§ **REQUIREMENTS**: List every line in the records below that contains the word "grassy", copying each one in full.

++++ INFORMATION GIVEN

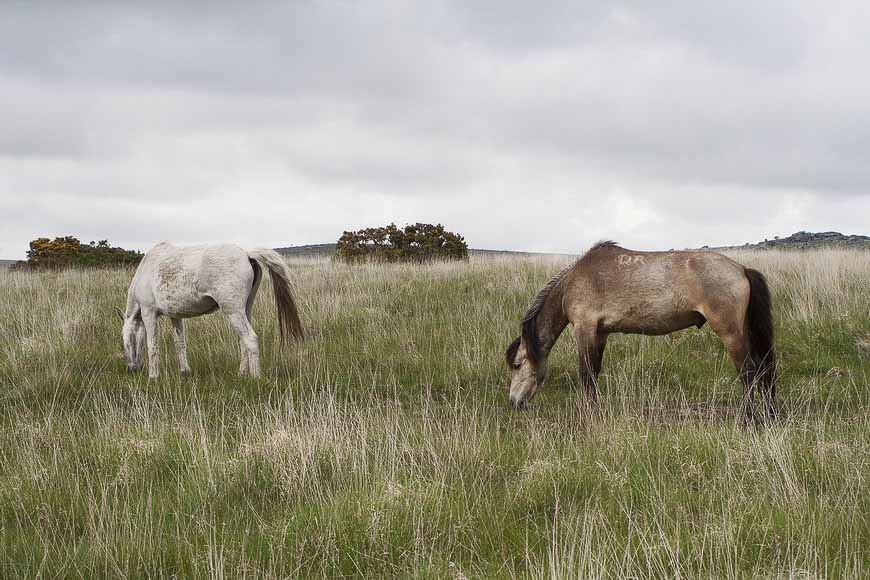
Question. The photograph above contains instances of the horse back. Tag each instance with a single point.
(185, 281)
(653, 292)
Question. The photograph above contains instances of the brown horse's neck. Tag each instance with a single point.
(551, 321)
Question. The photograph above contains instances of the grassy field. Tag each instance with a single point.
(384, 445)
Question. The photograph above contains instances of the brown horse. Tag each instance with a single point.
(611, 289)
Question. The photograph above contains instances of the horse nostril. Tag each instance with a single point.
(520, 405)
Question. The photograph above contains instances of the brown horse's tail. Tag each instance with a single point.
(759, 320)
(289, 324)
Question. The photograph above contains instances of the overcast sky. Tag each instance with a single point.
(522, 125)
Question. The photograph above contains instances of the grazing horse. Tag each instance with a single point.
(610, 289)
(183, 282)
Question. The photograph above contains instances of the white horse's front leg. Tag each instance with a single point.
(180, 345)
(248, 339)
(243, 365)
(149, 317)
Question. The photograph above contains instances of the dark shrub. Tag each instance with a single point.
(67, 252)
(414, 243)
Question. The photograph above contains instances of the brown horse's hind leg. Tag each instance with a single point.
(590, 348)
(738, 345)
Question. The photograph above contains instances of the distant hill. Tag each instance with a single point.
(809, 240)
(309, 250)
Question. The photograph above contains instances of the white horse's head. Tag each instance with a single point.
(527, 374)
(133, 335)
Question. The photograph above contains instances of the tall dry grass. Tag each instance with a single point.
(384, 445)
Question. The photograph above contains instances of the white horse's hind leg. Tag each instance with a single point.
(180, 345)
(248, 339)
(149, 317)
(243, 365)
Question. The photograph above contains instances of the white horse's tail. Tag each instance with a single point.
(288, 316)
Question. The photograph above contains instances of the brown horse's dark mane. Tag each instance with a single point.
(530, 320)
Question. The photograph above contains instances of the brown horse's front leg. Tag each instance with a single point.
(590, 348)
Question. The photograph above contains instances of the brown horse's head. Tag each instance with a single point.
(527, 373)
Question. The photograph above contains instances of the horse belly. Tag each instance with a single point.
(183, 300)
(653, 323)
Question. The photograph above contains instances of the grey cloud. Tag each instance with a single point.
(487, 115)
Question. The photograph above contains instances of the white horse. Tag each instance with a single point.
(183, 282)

++++++++
++++ INFORMATION GIVEN

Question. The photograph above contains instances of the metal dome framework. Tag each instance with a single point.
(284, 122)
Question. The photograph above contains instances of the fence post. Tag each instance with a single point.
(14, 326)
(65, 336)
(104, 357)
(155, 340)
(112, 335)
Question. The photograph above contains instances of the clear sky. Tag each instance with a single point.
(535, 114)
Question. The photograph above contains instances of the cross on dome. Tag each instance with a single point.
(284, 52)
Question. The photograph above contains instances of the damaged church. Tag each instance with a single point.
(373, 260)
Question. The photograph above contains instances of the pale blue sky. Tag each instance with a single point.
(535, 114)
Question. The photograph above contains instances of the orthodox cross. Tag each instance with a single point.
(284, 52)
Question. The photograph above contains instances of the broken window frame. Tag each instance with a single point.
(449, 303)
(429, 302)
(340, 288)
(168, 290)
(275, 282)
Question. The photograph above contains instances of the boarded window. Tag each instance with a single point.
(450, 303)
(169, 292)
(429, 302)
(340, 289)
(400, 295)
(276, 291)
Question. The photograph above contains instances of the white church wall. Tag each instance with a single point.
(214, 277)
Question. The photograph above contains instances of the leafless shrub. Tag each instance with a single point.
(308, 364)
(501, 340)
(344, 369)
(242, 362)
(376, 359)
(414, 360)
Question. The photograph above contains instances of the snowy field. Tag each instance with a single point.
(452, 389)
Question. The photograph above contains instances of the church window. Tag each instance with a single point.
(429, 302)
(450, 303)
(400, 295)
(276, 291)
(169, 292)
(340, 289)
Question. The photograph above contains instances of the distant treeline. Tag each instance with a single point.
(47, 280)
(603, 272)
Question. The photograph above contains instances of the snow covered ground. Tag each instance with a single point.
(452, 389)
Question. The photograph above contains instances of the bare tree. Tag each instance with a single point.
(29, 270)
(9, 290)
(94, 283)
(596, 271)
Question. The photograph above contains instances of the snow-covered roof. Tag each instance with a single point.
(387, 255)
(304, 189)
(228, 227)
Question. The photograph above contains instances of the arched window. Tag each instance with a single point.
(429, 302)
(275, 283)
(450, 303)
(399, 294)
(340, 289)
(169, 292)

++++++++
++++ INFORMATION GIVEN

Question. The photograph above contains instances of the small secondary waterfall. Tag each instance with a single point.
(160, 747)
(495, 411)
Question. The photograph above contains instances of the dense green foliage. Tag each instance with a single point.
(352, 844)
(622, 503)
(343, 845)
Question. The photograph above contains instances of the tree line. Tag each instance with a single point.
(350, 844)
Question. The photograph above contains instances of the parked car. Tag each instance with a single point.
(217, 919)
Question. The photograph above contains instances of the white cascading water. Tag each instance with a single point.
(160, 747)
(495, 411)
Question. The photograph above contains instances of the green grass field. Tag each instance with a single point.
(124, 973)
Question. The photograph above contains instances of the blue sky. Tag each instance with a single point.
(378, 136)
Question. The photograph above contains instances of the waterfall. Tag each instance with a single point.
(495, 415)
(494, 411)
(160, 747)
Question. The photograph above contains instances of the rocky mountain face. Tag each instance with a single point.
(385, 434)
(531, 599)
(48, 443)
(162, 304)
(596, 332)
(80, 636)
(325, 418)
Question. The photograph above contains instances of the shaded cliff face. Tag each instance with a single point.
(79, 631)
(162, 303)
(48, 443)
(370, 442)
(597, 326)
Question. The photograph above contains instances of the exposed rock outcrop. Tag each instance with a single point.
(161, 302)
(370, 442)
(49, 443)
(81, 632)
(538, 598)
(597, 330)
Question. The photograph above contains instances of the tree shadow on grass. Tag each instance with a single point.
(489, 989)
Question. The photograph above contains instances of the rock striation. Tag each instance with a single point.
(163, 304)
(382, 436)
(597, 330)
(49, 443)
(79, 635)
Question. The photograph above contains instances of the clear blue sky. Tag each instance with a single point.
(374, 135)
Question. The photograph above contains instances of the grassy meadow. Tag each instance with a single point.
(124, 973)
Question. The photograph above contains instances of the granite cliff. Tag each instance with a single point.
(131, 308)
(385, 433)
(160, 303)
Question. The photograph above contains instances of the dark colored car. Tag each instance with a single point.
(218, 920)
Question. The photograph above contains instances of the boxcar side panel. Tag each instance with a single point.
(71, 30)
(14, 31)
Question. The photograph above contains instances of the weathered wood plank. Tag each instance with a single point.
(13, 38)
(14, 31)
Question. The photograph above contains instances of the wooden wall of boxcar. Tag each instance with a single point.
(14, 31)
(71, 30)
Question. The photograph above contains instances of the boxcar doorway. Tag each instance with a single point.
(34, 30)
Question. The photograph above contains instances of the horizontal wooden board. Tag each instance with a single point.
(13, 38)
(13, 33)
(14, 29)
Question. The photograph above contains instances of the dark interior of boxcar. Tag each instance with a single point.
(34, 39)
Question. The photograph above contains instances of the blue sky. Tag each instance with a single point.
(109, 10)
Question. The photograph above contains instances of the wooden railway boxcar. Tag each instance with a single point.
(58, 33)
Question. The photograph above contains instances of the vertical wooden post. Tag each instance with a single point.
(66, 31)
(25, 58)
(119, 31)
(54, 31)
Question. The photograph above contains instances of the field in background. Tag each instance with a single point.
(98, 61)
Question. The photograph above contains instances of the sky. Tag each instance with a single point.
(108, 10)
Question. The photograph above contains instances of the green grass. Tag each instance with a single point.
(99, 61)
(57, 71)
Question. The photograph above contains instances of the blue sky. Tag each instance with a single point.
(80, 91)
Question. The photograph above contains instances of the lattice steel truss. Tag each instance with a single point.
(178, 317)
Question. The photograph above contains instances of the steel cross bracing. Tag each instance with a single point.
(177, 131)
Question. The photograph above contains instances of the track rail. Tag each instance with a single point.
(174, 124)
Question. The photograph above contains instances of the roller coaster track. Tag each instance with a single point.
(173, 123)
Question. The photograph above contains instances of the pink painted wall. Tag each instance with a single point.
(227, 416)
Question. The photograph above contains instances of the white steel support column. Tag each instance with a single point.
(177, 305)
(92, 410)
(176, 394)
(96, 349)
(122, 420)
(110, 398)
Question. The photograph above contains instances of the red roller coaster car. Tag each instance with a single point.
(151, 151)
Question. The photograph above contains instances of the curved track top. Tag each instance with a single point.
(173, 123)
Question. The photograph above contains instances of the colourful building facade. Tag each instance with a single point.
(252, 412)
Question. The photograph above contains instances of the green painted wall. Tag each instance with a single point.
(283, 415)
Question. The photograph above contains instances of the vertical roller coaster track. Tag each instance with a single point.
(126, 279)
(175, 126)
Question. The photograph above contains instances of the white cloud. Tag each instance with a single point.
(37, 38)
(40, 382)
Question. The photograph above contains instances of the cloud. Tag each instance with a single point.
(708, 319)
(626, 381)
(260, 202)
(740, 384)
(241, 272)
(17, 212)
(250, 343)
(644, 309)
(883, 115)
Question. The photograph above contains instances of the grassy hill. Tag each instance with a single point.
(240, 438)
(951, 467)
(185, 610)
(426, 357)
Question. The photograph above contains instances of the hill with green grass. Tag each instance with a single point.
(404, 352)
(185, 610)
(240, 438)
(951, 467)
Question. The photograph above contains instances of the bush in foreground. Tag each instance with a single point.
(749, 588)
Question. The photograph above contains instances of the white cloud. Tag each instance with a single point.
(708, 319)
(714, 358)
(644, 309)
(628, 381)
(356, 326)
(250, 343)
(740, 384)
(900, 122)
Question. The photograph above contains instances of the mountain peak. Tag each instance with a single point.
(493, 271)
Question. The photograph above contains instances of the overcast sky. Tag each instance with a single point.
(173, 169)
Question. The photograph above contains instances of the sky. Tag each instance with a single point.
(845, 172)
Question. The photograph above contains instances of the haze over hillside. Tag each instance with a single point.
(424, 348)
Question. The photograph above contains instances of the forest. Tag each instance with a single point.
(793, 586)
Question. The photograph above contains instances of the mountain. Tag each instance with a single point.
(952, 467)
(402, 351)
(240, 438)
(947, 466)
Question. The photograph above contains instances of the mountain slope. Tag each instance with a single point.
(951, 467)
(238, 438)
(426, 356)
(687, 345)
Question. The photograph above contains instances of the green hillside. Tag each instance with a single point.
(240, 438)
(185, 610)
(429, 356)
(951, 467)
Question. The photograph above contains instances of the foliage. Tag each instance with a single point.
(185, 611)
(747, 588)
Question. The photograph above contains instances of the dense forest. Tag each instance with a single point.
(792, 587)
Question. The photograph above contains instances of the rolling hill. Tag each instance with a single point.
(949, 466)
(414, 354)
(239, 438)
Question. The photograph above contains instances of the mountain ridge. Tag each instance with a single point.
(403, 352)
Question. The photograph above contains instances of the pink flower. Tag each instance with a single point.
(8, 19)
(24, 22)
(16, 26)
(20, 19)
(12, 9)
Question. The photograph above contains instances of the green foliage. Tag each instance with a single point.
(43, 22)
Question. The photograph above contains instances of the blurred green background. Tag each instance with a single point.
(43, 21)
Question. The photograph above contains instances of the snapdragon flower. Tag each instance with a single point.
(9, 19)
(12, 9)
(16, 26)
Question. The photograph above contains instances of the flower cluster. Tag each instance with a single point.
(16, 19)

++++++++

§ **RESPONSE BELOW**:
Question. The photograph above contains instances of the grassy field. Tag each instance with a single point.
Question. The photograph above contains instances of the grassy meadow. Tag each instance with a single point.
Question. The photograph above contains instances of the grassy hill. Tag each instance with a single point.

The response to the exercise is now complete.